## Directions
- 1) In the interview about leaving the civil service to retrain as a teacher, in what year did Anne-Marie Lawlor join the civil service?
- 2) Write the next part of the interview about leaving the civil service to retrain as a teacher, following on from its final sentence.

## Page excerpt
In a new series, CSW speaks to people who have left the civil service to find out how their skills and experiences in the service have helped their new role – and what they’ve learnt about government from the outside. First up, we speak to Anne-Marie Lawlor who is retraining as a teacher after a career in policy and HR roles across government
Tell us about your career as a civil servant
I joined the civil service as a fast-stream trainee straight from university in 1987. I applied, as many graduates do, without a really strong sense of what I wanted my career to look like, and I’d also applied for a job in advertising. However, the further I went in to the advertising recruitment process, the less I liked what I saw, and the further I went with the civil service, the more I really liked of it. I’ve never regretted the choice I made.
Over the course of my 20-year civil service career, I worked in a number of different departments, including in variants of the employment and education departments as they merged and de-merged over time. I also worked in the Cabinet Office. My roles were mostly policy focused and then latterly I began to focus on change management and HR roles.
What did you enjoy about working in the civil service, and what did you find frustrating?
I immensely enjoyed the intellectual rigour of my career. I worked for, and with, some amazing people. And I’ve always been interested in politics, never wanted to be a politician – I really enjoy the process of politics.
I’ve also never worked somewhere which has such great diversity of people, and it’s special to work in an environment where you have space within your job to think about things and to have different ideas. At times I found myself managing across sites and having teams in different parts of the country. Any large organisation has elements of bureaucracy that can be frustrating, but whilst that was hard work in terms of logistics, there was little that I didn’t like.
Why did you decide to leave, and why did teaching appeal to you?
I left the civil service after developing a neurological illness, and during my recovery I had the time to pause a rethink about what I really wanted to do going forwards.
I had thought about becoming a teacher three or four years earlier but I didn’t want to go back to university and study for a year. I was also wary about re-joining a world of organisational politics; everything that I had heard about bureaucracy in education put me off wanting to be a part of that.
It was only indirectly that I learnt about Now Teach. About six people I knew emailed or texted me a copy of the Financial Times article that columnist Lucy Kellaway had written about retraining as a teacher. They all said “I read this and thought of you”. It felt encouraging, although my kids (the youngest being 18) thought it was a terrible idea and that I was far too bad tempered to be a teacher!
One of the things which really attracted me to Now Teach is that it gives you a cohort of comrades to go through the process with. The training is incredibly tough, and I have low days, but the network of support from having other likeminded career-changers is invaluable. There’s always someone else who says “that’s happened to me” or “worse yet happened to me!”
How did your experiences as a civil servant prepare you for teaching?
When I think about many of my roles, lots of them were to do with ministers, but also lots were to do with training. In some ways, this has meant that perhaps my career-change hasn’t quite felt like such a leap as it might appear to be on the face of things. In some ways both jobs require quite similar skills: the goal in most of my civil service roles wasn’t to do things myself but to get other people to do them very well. And that’s kind of what you’re doing as a teacher.

## Available data

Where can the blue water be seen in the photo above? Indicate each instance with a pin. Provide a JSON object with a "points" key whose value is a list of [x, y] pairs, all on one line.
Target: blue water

## Outputs in order
- 1) 1987

- 2)
Standing in front of big groups of people and assuming that I have the right to dictate how they spend their next hour came naturally! Thinking through how to get from the beginning to the end of a meeting and making sure things happen is not that different from planning a lesson. The big difference is that in the civil service I knew that, mostly, the adults you’re working with would do what you’re asking them to do. In teaching, you’re dealing with a much more emotional world, where you can’t assume that people will necessarily behave in the way you want them to. There’s lots of emotion in the classroom.
What have you learnt about how frontline and policy makers interact?
One area of my focus as director of change in the education department was looking at encouraging policy makers to think about the impact of their actions on the front line. It’s a contrast that I was very aware of, even more so now. It’s really hard when making policy but not delivering it to know exactly how it’s going to work in practice. It’s something that I think the civil service has got much better at thinking about since I first joined. I can remember some of the decisions I helped to make in my very early days at the civil service, and we didn’t think twice about how to implement it. That’s quite shocking when I think about it now.
The civil service needs to make it easy for people doing frontline jobs to understand why policies matter, as opposed to feeling like ‘this is another initiative’. But there’s far more dialogue now than there ever was.
What’s your advice to others thinking about moving into teaching?
Learning how to manage behaviour is hard work. You are taught ways to do it which are really useful but you have to learn how to use the tools that you are given. Sometimes you ask yourself - “will I ever be any good at this?” We make careful choices to choose roles that we think we will be good at, but this is role you have to go in to accepting that at first, you will be terrible.
Ultimately, I like having a whole new adventure and world to be a part of. I have trained myself to be pleased and delighted with the smallest of successes. I’m ridiculously excited if a pupil in the corridor says “Bonjour Madame!” to me. I have a photo on my phone that I carry around with me, it’s a note that a child wrote in their exercise book last year. He was a boy who I thought hated French, he never seemed to enjoy the lessons and seemed to spend quite a lot of time trying to escape from the classroom. His note took a while to decipher because his writing was quite bad. At first I thought it said “I hate you”, but he’d actually written “thank you” – the ‘t’ was just slightly separate from the ‘hank’. It read: “Thank you for teaching me French, I never thought I would be clever enough to learn it”. I have that note as a screen saver on my phone for the low moments, and I get it out and think someone, somewhere felt good about my lessons.